Task instructions
Can you duplicate every row below, character for character, with nothing changed?

[Start]

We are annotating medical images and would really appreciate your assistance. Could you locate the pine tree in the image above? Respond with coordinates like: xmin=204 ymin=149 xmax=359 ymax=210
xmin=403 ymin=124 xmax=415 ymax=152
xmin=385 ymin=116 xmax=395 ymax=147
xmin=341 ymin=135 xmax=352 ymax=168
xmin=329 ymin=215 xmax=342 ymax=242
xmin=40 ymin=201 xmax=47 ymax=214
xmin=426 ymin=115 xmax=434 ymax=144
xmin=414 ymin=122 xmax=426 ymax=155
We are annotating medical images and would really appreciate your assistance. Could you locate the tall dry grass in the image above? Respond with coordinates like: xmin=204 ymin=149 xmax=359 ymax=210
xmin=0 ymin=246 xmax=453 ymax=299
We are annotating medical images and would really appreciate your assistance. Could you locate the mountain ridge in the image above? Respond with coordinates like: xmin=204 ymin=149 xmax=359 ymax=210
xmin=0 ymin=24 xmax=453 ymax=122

[End]

Exercise solution
We are annotating medical images and would really appreciate your assistance. Could you locate the pine tree in the image above? Respond with coordinates like: xmin=204 ymin=149 xmax=359 ymax=210
xmin=403 ymin=124 xmax=415 ymax=152
xmin=385 ymin=116 xmax=395 ymax=147
xmin=341 ymin=135 xmax=352 ymax=168
xmin=329 ymin=215 xmax=342 ymax=242
xmin=40 ymin=201 xmax=47 ymax=214
xmin=426 ymin=115 xmax=434 ymax=144
xmin=414 ymin=122 xmax=426 ymax=155
We are annotating medical images and would really appreciate your assistance. Could you locate the tall dry grass in the image above? Respond with coordinates like: xmin=204 ymin=149 xmax=359 ymax=210
xmin=0 ymin=246 xmax=453 ymax=299
We are annotating medical images and would really appreciate your assistance. Could you locate the mountain ridge in the image above? Respond with coordinates like: xmin=204 ymin=149 xmax=359 ymax=210
xmin=0 ymin=24 xmax=453 ymax=122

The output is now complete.